● Items for identifying locations:
------------------------------------------------------------------------
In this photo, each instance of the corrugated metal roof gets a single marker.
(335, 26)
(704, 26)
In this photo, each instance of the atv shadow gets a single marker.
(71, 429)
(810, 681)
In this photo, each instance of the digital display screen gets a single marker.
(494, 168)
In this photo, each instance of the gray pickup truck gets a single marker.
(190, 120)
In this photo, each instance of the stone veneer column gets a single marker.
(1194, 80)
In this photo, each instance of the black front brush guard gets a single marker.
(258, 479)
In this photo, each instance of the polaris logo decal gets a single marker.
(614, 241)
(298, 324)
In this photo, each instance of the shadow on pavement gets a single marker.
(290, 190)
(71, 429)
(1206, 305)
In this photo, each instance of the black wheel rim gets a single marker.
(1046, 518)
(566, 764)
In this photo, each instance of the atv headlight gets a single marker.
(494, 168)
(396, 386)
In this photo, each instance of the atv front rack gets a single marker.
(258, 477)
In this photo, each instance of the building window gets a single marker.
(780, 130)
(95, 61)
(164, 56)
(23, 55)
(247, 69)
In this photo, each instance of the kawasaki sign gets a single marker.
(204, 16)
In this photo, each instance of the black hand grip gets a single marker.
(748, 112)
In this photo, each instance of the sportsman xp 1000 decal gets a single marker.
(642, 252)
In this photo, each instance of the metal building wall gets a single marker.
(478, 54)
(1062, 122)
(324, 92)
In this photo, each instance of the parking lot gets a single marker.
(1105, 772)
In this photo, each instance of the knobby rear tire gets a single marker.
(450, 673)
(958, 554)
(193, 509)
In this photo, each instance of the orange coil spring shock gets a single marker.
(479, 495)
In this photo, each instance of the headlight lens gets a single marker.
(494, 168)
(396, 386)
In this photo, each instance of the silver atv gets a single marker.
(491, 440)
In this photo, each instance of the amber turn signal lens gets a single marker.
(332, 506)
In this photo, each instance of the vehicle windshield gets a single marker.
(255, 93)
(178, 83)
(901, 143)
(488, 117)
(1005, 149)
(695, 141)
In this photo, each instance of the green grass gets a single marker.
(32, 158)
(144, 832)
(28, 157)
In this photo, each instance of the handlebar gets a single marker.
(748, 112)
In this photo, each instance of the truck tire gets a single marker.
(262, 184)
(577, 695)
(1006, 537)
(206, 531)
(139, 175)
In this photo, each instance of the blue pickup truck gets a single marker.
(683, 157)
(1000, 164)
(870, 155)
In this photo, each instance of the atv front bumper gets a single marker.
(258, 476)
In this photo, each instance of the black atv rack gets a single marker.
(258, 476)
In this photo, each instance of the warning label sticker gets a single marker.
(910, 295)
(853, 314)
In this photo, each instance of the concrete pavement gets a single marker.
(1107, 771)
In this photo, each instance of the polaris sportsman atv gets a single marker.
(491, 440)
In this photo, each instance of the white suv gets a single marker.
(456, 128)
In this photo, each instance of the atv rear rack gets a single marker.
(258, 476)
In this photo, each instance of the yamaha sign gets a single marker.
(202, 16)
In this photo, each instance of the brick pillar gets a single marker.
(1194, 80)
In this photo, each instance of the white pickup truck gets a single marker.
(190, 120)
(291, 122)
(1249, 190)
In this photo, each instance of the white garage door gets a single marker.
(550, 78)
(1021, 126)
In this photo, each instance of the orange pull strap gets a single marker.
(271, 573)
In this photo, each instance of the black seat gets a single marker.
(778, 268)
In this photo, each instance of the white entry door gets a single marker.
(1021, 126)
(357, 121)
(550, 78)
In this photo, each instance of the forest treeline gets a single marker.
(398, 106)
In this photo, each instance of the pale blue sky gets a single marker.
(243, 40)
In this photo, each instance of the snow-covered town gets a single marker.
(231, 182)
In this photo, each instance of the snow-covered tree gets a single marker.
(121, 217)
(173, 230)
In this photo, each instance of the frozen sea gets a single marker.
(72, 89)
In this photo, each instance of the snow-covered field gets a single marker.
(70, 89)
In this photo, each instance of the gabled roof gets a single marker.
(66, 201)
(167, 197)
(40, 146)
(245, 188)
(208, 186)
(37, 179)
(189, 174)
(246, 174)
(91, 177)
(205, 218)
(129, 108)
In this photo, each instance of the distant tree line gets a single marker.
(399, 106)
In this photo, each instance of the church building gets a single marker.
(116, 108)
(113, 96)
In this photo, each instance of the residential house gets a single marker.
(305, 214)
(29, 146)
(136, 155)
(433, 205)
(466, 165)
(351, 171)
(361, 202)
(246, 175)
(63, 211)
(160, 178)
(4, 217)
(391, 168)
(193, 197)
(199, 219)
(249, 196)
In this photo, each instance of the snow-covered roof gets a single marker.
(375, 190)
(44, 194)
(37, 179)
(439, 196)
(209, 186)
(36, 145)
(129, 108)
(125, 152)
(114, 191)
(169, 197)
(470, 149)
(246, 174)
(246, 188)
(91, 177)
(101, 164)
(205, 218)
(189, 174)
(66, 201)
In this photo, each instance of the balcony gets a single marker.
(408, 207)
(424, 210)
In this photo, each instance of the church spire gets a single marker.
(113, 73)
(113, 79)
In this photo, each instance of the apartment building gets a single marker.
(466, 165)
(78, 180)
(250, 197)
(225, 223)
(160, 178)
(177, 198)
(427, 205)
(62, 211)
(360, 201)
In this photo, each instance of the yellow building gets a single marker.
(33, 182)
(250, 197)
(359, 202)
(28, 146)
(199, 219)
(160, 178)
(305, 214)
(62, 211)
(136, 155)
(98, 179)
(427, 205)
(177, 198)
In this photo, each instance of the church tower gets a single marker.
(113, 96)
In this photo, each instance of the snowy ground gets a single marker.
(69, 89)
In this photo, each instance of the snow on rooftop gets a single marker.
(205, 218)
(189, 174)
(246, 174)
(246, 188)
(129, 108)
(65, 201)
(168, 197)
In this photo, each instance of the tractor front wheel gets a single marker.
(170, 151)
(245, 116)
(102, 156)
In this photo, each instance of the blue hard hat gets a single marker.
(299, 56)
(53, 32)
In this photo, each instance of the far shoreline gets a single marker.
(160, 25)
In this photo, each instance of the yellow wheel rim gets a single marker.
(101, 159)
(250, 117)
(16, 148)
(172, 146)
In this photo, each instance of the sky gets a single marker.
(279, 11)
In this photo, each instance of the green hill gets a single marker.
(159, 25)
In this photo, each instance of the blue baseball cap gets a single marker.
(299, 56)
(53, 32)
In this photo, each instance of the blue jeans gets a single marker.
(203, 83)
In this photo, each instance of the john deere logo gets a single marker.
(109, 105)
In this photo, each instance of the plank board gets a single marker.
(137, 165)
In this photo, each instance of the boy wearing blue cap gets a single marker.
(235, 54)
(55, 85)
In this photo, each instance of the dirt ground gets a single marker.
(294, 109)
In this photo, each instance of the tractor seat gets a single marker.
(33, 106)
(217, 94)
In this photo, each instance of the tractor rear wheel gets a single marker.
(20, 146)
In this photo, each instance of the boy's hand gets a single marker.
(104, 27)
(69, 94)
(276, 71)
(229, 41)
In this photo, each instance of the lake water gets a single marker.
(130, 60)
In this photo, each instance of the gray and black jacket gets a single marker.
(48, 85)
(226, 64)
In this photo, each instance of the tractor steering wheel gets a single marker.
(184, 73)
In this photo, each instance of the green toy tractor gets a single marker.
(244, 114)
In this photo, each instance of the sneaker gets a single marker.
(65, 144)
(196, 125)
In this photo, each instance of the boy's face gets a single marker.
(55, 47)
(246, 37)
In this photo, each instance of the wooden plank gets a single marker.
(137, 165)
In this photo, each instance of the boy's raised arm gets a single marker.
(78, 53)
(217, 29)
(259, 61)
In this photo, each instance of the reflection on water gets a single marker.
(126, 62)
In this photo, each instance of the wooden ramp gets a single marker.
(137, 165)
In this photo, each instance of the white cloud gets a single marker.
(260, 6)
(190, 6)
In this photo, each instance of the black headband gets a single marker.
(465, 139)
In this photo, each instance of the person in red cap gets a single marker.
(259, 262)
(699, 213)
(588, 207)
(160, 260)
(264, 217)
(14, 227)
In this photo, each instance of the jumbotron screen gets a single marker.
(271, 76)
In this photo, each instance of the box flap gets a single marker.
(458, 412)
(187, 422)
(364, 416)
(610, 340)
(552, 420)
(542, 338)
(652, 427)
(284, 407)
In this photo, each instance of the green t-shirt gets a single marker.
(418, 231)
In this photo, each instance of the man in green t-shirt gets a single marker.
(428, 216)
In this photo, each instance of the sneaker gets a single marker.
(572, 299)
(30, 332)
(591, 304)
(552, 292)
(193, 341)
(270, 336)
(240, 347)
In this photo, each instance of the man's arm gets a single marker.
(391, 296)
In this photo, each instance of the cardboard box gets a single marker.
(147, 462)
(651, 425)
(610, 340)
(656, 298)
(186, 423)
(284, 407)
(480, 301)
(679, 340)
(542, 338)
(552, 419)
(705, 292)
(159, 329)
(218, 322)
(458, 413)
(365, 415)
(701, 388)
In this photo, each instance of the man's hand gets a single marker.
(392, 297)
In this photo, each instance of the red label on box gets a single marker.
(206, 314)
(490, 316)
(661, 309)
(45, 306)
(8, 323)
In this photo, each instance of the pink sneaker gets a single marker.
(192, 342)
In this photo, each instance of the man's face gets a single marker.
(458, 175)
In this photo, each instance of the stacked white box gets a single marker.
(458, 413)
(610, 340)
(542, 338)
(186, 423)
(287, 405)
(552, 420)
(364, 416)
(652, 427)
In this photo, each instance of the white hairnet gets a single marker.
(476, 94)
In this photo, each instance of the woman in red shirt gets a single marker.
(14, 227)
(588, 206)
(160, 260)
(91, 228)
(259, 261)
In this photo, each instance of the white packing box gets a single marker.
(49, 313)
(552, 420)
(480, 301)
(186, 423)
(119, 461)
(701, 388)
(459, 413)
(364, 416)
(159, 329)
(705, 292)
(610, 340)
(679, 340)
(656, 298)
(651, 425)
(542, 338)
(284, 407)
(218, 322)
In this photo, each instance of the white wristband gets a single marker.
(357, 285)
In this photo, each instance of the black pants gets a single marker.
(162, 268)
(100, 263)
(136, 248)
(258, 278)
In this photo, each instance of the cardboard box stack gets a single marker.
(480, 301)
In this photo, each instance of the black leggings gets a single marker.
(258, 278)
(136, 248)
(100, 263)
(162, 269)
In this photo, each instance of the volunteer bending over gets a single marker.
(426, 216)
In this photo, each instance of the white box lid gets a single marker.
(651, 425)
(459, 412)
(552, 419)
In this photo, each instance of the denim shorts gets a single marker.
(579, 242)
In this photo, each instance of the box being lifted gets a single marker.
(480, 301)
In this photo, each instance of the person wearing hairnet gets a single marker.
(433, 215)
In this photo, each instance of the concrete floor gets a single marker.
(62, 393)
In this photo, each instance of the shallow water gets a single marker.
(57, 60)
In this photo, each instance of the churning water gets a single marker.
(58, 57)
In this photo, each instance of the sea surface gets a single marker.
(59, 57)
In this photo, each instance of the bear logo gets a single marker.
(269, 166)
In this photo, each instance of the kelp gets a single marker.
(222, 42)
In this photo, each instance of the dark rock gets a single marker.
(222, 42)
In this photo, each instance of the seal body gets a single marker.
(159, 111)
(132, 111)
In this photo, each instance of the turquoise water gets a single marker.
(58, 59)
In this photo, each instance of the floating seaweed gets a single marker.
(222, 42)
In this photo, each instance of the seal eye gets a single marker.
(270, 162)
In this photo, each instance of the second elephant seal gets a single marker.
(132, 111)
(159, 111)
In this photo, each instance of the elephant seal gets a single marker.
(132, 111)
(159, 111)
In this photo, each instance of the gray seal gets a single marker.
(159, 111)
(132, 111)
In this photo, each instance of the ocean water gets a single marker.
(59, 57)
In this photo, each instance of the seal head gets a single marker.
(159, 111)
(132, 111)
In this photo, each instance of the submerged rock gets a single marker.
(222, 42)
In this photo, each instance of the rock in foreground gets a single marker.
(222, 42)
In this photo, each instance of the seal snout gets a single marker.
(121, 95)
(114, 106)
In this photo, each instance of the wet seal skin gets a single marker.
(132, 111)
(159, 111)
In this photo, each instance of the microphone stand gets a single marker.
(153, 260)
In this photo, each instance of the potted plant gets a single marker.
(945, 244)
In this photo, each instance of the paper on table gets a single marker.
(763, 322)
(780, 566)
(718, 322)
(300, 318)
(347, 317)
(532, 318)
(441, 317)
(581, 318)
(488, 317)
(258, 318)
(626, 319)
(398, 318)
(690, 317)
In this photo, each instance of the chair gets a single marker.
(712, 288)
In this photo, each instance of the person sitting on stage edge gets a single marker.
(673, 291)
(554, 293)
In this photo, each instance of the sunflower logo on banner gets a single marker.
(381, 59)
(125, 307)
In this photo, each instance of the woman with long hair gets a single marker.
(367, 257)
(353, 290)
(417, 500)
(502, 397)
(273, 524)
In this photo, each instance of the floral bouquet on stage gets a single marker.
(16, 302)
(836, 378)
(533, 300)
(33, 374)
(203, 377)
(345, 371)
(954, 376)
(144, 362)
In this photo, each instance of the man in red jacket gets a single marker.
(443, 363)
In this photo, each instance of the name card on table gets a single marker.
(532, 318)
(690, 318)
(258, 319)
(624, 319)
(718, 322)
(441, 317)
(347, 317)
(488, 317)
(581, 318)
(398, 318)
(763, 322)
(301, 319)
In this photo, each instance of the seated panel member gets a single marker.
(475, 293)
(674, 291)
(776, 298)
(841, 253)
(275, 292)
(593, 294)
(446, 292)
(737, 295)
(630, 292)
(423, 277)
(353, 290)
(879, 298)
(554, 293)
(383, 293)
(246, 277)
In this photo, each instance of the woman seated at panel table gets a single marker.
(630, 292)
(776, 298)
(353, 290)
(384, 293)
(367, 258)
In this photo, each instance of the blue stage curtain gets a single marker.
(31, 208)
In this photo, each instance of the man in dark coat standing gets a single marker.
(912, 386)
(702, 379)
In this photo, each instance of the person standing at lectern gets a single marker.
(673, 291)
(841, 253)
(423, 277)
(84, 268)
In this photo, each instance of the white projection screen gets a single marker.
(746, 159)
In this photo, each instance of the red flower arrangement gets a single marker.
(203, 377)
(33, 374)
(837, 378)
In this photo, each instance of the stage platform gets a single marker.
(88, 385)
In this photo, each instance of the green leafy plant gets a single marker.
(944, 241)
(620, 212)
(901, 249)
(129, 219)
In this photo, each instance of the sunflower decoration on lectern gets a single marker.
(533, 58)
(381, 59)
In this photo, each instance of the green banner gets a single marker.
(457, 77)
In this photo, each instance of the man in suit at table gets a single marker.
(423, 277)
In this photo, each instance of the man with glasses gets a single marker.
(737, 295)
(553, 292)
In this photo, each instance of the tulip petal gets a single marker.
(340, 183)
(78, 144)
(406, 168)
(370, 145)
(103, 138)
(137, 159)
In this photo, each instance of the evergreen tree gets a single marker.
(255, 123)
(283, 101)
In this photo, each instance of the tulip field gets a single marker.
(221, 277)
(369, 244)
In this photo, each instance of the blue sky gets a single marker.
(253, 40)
------------------------------------------------------------------------
Rewrite the stretch from the start of the items through the line containing "(1105, 772)" as a numbered list, omitting any blank lines.

1. In this photo, each instance of the corrugated metal roof gets a single marker.
2. (335, 26)
3. (704, 26)
4. In this photo, each instance of the atv shadow gets a single marker.
5. (71, 429)
6. (810, 681)
7. In this photo, each instance of the digital display screen gets a single marker.
8. (494, 168)
9. In this photo, each instance of the gray pickup truck gets a single marker.
10. (190, 120)
11. In this photo, each instance of the stone veneer column gets a single marker.
12. (1194, 80)
13. In this photo, each instance of the black front brush guard gets a single marker.
14. (258, 479)
15. In this photo, each instance of the polaris logo decal gets a single marker.
16. (614, 241)
17. (298, 324)
18. In this photo, each instance of the shadow on pavement gets a single marker.
19. (290, 190)
20. (71, 429)
21. (1206, 305)
22. In this photo, each instance of the black wheel rim gets a single marker.
23. (1046, 518)
24. (566, 764)
25. In this photo, each instance of the atv headlight gets a single marker.
26. (494, 168)
27. (396, 386)
28. In this photo, each instance of the atv front rack gets a single marker.
29. (258, 477)
30. In this photo, each instance of the building window gets a single marker.
31. (780, 130)
32. (95, 61)
33. (164, 56)
34. (23, 55)
35. (247, 69)
36. In this photo, each instance of the kawasaki sign gets a single marker.
37. (204, 16)
38. In this photo, each instance of the black hand grip gets a single marker.
39. (748, 112)
40. In this photo, each instance of the sportsman xp 1000 decal gets a single marker.
41. (642, 252)
42. In this photo, each instance of the metal building wall gets a single marker.
43. (478, 54)
44. (1062, 122)
45. (324, 92)
46. In this photo, each instance of the parking lot gets a single marker.
47. (1105, 772)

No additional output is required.